Приведённый отрывок:
+ + + + +

Все четверо: и Вержбицкий, и Шимилевич, и Кунигас-Девданский, и Аз — все четверо через минуту навсегда ушли из той великой, из той прекрасной лаборатории, где проводили свой опыт, из той фабрики шумной, той фабрики неумолчной, где, его реализовали... Ломают дверь... Выломали... Шесть револьверов встретили их с пола залпом. Они отпрянули... Кто лез вперед, упал... Тогда в боковушке начали стреляться. Ром и Кобак лежали рядом. У Рома осталось в памяти: лежал на левой руке, навел револьвер себе в сердце, короткий миг, выстрел... В этот момент Кобак подхватился... В груди стукнуло, обожгло, все завертелось искрами, потерял сознание...
Кобак, когда надо было стреляться, подхватился на ноги и ринулся на врага, как лютый зверь... Кому-то успел дать кулаком с бешеной силой... Схватили, потащили... Рвался, отбивался яростно и уже бессильно...» Ситуация, как видим, знакомая. Но не по произведениям, предшествующим этому роману — знакомая. А по литературе последующей. Современная литература такую документальность, на таком вот психологическом рубеже особенно ценит, ищет, использует...

+ + + + +

Исходные данные:

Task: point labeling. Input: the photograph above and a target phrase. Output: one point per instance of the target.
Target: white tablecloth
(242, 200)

+ + + + +

Письменное задание: Повторите целиком отрывок о перестрелке в боковушке, ничего в нём не меняя. Строки здесь никакой роли не играют.

Решение упражнения:
Все четверо: и Вержбицкий, и Шимилевич, и Кунигас-Девданский, и Аз — все четверо через минуту навсегда ушли из той великой, из той прекрасной лаборатории, где проводили свой опыт, из той фабрики шумной, той фабрики неумолчной, где, его реализовали... Ломают дверь... Выломали... Шесть револьверов встретили их с пола залпом. Они отпрянули... Кто лез вперед, упал... Тогда в боковушке начали стреляться. Ром и Кобак лежали рядом. У Рома осталось в памяти: лежал на левой руке, навел револьвер себе в сердце, короткий миг, выстрел... В этот момент Кобак подхватился... В груди стукнуло, обожгло, все завертелось искрами, потерял сознание...
Кобак, когда надо было стреляться, подхватился на ноги и ринулся на врага, как лютый зверь... Кому-то успел дать кулаком с бешеной силой... Схватили, потащили... Рвался, отбивался яростно и уже бессильно...» Ситуация, как видим, знакомая. Но не по произведениям, предшествующим этому роману — знакомая. А по литературе последующей. Современная литература такую документальность, на таком вот психологическом рубеже особенно ценит, ищет, использует...